▸ **Texto fornecido**
=====
Principal opositor de Hitler na imprensa alemã dos anos 1920 e início dos anos 1930, o jornal “Münchener Post” nunca havia sido tema de um livro, antes do lançamento de “Cozinha Venenosa” (editora Três Estrelas), de Silvia Bittencourt.

Leia a seguir entrevista com a jornalista brasileira, radicada na Alemanha. (C.E.M.)

De onde veio a ideia de pesquisar a trajetória do “Münchener Post”?

Silvia Bittencourt – Minha primeira inspiração foi o livro de Ron Rosenbaum “Para Entender Hitler”. Ele apresenta todas as teses já difundidas sobre as origens do mal em Hitler. E ele dedica um capítulo aos repórteres do “Münchener Post”. Eles foram os primeiros a questionar as intenções de Hitler, os primeiros a advertir as autoridades sobre os perigos que ele representava e, finalmente, os primeiros a tentar explicar aquele que pouco mais de dez anos depois viria a implantar a mais sórdida ditadura até hoje conhecida.
=====
▸ **Sua tarefa**
Responda às perguntas com base no texto sobre o "Münchener Post":
1. Qual editora lançou "Cozinha Venenosa"?
2. Em que país a jornalista Silvia Bittencourt está radicada?
3. Qual livro de Ron Rosenbaum foi a primeira inspiração de Silvia Bittencourt?
As linhas que vêm a seguir não têm nenhuma função aqui.
=====
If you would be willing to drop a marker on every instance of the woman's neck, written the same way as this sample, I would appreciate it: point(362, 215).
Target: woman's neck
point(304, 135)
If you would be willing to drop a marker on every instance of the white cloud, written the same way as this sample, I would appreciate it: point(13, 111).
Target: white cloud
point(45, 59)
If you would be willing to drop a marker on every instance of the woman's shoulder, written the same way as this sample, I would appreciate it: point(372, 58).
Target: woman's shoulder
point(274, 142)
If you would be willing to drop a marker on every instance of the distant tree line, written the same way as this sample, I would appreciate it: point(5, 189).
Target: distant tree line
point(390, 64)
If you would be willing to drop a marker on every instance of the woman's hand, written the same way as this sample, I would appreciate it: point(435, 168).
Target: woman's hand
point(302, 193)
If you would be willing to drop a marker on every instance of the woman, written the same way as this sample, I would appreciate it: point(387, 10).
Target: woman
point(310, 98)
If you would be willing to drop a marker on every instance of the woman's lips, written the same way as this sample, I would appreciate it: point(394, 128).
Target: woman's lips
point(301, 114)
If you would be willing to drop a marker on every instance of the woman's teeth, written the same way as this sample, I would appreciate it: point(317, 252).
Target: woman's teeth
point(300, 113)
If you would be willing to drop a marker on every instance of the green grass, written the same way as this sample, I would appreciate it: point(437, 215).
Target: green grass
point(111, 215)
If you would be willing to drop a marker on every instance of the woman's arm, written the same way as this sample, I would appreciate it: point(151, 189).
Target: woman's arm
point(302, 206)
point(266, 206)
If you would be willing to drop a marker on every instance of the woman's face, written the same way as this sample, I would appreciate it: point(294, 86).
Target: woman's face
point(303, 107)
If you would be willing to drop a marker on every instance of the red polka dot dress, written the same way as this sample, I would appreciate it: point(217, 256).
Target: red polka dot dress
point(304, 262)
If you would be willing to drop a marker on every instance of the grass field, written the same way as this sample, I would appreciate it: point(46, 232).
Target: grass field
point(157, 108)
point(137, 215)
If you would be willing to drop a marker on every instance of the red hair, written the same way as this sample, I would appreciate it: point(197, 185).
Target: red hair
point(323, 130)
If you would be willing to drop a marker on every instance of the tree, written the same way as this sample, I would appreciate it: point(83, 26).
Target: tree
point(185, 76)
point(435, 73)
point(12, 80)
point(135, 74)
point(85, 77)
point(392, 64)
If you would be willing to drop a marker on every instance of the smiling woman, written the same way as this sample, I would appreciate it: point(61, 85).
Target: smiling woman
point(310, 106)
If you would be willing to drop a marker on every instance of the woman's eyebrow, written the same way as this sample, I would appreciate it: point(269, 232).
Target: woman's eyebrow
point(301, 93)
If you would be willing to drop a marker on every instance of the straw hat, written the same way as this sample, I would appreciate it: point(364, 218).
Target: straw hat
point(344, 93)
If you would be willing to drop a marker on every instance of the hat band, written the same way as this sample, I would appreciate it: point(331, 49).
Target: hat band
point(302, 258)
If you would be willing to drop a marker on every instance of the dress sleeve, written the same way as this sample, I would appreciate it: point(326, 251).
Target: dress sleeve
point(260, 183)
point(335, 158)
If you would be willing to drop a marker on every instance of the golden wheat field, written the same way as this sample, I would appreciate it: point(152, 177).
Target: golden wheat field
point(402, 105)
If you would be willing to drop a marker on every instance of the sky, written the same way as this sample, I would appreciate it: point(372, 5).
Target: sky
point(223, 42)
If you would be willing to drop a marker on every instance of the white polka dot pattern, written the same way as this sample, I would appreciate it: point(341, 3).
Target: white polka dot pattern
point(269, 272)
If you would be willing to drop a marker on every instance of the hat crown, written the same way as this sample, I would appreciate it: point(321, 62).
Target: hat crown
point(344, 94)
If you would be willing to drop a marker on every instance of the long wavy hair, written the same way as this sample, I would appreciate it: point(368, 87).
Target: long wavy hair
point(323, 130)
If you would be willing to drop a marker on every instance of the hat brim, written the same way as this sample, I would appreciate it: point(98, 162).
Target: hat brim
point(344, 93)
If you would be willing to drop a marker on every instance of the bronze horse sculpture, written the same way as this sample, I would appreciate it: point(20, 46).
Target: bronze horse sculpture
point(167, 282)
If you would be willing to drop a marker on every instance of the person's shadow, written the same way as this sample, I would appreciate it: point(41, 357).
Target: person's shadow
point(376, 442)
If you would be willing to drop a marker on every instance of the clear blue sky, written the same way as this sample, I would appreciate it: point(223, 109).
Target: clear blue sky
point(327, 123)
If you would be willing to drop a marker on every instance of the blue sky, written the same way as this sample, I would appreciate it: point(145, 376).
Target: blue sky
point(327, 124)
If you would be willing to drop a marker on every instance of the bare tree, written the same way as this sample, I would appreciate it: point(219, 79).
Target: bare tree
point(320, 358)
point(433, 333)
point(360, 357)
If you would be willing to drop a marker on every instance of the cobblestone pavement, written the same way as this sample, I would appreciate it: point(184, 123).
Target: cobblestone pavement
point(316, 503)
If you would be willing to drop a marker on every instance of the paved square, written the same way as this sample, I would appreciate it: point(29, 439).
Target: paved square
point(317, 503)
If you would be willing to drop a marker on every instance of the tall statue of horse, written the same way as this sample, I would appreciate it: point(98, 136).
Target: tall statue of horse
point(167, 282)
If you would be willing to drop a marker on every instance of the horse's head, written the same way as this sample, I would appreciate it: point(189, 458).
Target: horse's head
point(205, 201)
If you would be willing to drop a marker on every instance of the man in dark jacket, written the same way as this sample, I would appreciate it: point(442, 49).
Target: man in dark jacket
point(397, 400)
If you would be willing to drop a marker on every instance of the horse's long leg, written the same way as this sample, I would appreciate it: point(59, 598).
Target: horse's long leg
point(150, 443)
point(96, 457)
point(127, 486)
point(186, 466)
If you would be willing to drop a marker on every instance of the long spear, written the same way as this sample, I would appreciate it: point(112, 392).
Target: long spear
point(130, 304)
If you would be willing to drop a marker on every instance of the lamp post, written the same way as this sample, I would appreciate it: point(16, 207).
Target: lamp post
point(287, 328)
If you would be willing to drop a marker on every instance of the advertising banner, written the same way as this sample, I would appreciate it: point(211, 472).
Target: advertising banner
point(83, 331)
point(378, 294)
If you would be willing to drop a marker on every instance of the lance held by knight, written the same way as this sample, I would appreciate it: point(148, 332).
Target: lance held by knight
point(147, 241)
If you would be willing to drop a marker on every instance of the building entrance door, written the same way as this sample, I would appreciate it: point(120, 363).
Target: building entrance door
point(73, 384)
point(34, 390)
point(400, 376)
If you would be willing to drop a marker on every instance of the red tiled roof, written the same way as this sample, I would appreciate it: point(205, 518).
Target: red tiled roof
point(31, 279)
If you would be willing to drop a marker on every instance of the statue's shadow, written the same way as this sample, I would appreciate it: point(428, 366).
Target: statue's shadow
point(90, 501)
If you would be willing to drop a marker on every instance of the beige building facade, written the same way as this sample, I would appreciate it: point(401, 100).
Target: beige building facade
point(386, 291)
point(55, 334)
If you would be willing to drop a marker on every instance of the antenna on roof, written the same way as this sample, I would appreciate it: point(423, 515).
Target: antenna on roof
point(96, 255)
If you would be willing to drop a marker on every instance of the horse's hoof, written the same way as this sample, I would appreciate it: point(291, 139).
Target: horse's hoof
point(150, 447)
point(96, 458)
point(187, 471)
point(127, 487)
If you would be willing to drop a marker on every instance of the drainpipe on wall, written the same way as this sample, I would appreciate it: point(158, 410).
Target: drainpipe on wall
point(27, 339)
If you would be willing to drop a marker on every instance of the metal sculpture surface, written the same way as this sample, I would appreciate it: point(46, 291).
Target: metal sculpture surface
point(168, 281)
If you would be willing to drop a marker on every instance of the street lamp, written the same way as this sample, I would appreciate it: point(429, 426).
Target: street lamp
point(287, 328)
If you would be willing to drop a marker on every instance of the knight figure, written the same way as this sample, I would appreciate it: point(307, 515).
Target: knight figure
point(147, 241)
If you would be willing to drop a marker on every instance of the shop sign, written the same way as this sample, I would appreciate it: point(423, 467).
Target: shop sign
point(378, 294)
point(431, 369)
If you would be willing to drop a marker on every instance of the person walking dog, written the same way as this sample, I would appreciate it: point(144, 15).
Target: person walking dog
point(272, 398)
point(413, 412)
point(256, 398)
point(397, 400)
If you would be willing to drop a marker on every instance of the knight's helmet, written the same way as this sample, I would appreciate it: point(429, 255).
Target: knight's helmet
=====
▸ **Resposta à tarefa**
1. A editora Três Estrelas lançou "Cozinha Venenosa".
2. Silvia Bittencourt está radicada na Alemanha.
3. A primeira inspiração foi o livro "Para Entender Hitler".